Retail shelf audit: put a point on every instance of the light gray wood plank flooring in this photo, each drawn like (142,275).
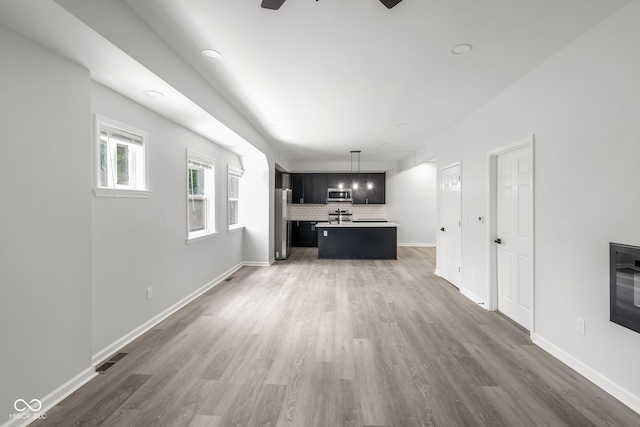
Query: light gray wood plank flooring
(311,342)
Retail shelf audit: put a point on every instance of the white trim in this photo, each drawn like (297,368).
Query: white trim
(613,388)
(257,264)
(208,164)
(55,397)
(201,237)
(492,284)
(114,347)
(439,256)
(143,190)
(233,170)
(110,192)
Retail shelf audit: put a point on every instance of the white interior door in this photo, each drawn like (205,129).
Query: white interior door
(514,228)
(450,196)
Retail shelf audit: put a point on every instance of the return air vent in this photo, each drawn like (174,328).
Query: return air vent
(106,365)
(103,368)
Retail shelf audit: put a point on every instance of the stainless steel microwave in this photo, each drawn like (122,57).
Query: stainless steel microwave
(339,195)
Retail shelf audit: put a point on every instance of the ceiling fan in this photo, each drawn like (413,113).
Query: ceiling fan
(275,4)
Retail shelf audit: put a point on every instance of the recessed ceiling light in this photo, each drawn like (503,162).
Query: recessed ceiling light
(461,48)
(211,54)
(153,93)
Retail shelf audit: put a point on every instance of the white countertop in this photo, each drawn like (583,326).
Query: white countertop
(307,218)
(358,225)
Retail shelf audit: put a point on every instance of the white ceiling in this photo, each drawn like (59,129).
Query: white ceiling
(320,78)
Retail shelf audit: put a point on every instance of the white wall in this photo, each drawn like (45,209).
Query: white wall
(583,106)
(45,221)
(140,243)
(411,202)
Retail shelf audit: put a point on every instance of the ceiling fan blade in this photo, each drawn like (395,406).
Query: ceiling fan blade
(273,4)
(390,3)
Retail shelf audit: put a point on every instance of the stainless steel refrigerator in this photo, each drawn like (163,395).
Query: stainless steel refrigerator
(283,199)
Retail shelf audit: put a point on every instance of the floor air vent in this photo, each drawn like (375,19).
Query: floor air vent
(106,365)
(103,368)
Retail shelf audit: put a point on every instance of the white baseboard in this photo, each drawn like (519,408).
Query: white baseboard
(103,354)
(473,297)
(53,398)
(257,263)
(614,389)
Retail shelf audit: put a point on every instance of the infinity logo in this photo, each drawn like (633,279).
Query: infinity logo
(21,405)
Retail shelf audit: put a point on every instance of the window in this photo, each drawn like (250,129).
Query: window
(121,160)
(234,175)
(200,196)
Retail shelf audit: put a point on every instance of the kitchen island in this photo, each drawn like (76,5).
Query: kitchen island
(357,240)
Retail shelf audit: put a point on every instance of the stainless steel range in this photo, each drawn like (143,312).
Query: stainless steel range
(340,216)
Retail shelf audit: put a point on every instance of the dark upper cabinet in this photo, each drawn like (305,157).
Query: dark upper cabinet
(309,188)
(319,188)
(297,188)
(335,179)
(370,196)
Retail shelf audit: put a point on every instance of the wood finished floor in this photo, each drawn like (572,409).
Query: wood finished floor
(311,342)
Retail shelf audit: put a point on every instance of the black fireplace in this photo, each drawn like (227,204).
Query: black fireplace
(624,300)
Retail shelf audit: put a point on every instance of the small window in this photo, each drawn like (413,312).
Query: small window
(121,160)
(200,196)
(234,175)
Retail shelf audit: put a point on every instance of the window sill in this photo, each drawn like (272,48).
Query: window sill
(131,194)
(201,237)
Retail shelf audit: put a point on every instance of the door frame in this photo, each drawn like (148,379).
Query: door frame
(492,225)
(439,255)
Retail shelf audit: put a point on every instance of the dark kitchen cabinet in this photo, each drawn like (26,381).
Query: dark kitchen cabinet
(297,188)
(309,188)
(370,196)
(304,234)
(335,179)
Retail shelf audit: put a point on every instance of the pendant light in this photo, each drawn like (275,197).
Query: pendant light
(355,183)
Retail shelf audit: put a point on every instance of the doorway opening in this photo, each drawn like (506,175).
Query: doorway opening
(511,231)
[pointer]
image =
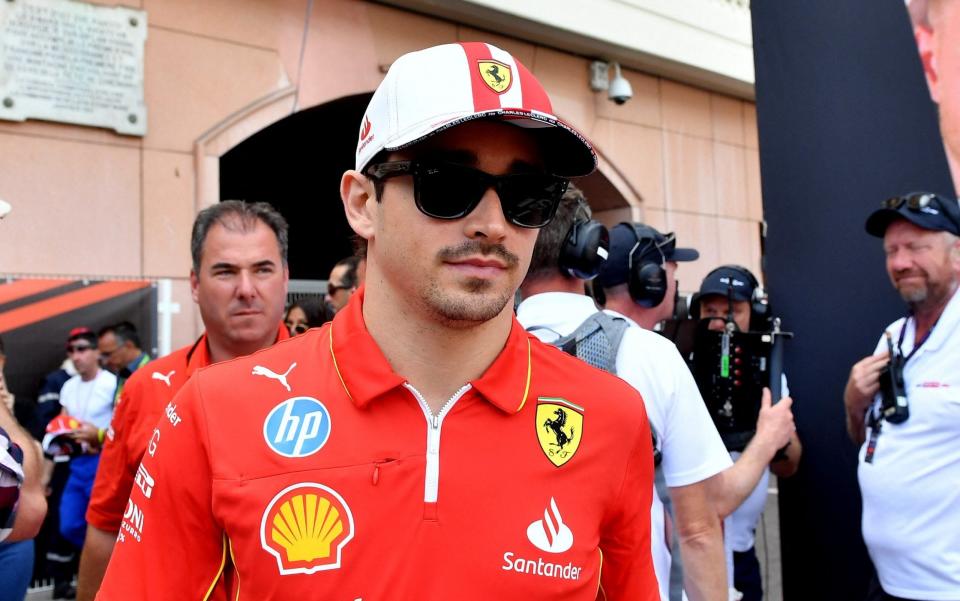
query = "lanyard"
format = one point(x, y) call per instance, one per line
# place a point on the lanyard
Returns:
point(903, 332)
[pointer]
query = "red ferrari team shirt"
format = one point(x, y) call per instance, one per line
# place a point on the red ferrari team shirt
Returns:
point(311, 470)
point(145, 397)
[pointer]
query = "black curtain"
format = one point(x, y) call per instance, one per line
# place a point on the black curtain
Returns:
point(845, 120)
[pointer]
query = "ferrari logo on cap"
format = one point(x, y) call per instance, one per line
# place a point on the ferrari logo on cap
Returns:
point(559, 429)
point(498, 76)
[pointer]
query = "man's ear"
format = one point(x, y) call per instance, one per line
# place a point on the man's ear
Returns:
point(955, 253)
point(194, 286)
point(926, 43)
point(359, 200)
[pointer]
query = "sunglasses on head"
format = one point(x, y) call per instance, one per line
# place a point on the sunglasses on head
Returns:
point(333, 288)
point(451, 191)
point(914, 202)
point(299, 328)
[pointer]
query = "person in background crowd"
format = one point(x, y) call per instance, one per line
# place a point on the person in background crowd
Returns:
point(58, 555)
point(239, 282)
point(554, 306)
point(343, 282)
point(903, 406)
point(120, 352)
point(437, 447)
point(306, 313)
point(22, 502)
point(936, 27)
point(730, 290)
point(88, 398)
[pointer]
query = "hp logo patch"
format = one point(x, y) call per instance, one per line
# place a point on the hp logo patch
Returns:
point(297, 427)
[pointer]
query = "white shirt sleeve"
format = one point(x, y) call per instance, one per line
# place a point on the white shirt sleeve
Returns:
point(691, 446)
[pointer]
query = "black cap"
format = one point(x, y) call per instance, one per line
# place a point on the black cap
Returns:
point(923, 209)
point(616, 269)
point(728, 281)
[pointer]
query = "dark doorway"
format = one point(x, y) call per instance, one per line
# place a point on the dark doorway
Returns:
point(295, 165)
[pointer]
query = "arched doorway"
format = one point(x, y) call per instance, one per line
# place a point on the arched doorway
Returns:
point(295, 165)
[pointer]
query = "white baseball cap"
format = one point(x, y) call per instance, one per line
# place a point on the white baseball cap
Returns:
point(431, 90)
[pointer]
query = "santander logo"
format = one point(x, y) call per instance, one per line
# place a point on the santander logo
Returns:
point(550, 534)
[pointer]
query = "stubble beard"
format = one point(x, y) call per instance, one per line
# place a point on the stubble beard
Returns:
point(474, 300)
point(475, 303)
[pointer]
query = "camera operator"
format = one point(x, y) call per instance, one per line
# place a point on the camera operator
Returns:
point(903, 406)
point(731, 294)
point(574, 248)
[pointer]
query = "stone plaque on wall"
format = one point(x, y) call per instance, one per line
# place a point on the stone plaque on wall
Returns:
point(68, 61)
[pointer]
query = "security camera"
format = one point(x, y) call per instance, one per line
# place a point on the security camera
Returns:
point(618, 88)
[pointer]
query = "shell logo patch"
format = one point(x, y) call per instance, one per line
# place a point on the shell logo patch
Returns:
point(498, 76)
point(305, 527)
point(559, 428)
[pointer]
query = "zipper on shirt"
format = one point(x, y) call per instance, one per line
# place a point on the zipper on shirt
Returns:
point(434, 425)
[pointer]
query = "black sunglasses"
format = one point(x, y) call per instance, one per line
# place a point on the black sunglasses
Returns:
point(451, 191)
point(332, 288)
point(914, 202)
point(299, 328)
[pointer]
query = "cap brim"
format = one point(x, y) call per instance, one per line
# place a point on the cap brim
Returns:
point(684, 254)
point(723, 290)
point(879, 220)
point(568, 153)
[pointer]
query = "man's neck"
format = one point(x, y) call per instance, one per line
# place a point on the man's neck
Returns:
point(624, 305)
point(436, 358)
point(926, 315)
point(222, 350)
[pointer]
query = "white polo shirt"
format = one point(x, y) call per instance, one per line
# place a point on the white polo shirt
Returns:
point(90, 401)
point(691, 447)
point(911, 491)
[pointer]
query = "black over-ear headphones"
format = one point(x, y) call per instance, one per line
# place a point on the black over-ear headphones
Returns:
point(759, 300)
point(647, 280)
point(586, 246)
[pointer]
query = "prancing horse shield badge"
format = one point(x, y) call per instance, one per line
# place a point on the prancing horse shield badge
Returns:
point(498, 76)
point(559, 428)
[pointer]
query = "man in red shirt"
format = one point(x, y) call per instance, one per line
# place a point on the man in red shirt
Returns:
point(239, 281)
point(422, 445)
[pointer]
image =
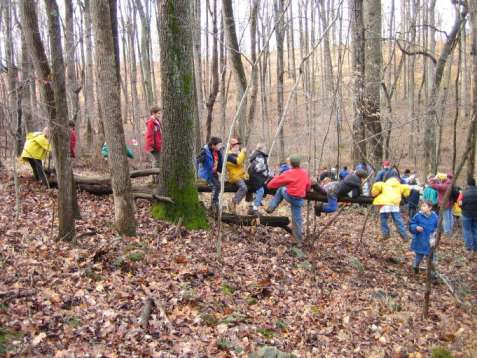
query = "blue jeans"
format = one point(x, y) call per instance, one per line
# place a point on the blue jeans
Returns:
point(296, 204)
point(397, 221)
point(259, 194)
point(331, 205)
point(469, 227)
point(448, 221)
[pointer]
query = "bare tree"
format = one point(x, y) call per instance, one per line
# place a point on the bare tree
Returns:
point(177, 175)
point(107, 67)
point(53, 95)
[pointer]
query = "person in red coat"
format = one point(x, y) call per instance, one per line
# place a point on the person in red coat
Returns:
point(153, 137)
point(292, 186)
point(72, 139)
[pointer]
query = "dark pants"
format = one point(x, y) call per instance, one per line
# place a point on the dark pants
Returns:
point(214, 183)
point(38, 171)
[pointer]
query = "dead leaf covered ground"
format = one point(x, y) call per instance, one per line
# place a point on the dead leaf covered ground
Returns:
point(333, 298)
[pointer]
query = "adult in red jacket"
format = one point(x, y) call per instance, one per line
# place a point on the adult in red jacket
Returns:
point(72, 139)
point(292, 186)
point(153, 137)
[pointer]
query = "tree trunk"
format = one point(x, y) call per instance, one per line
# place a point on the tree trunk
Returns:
point(72, 83)
point(279, 32)
point(177, 177)
point(373, 76)
point(214, 70)
point(431, 120)
point(56, 104)
point(473, 136)
point(359, 133)
point(108, 82)
point(237, 65)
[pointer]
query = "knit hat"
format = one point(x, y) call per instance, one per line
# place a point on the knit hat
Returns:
point(294, 160)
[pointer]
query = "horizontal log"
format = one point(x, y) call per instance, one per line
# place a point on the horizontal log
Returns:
point(250, 220)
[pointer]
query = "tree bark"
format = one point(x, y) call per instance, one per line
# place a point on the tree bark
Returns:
point(358, 61)
point(56, 104)
point(177, 176)
point(108, 82)
point(237, 65)
point(373, 77)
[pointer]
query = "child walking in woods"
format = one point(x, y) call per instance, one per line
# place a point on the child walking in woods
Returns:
point(292, 185)
point(441, 185)
point(423, 226)
point(153, 136)
point(387, 195)
point(236, 172)
point(258, 173)
point(209, 165)
point(36, 150)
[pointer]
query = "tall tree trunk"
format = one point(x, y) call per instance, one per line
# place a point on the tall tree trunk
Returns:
point(237, 65)
point(214, 71)
point(359, 133)
point(373, 77)
point(177, 177)
point(107, 67)
point(72, 83)
point(56, 104)
point(431, 120)
point(473, 127)
point(146, 56)
point(279, 32)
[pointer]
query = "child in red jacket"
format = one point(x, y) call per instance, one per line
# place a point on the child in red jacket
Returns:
point(292, 186)
point(153, 137)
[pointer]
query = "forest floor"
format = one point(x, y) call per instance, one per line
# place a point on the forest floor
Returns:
point(334, 297)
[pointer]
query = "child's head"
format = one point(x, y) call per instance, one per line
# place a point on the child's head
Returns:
point(426, 207)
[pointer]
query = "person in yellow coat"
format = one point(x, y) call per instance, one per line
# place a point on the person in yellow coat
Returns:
point(236, 172)
point(36, 150)
point(387, 195)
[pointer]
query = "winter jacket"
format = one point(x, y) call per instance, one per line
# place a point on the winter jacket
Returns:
point(206, 163)
point(430, 194)
point(258, 171)
point(236, 167)
point(73, 143)
point(36, 146)
point(296, 180)
point(389, 192)
point(421, 240)
point(105, 151)
point(441, 190)
point(469, 202)
point(352, 183)
point(153, 136)
point(386, 173)
point(343, 173)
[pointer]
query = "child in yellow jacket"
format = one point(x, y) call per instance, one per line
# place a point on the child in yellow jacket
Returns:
point(387, 195)
point(236, 172)
point(36, 150)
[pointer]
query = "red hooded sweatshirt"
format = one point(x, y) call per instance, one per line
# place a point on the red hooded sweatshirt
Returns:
point(153, 137)
point(296, 180)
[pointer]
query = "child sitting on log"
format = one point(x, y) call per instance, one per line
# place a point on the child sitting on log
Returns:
point(423, 225)
point(351, 184)
point(387, 195)
point(292, 186)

_ _ _ _

If a line in the listing contains the string "lanyard", copy it.

query = "lanyard"
# place a point on the lanyard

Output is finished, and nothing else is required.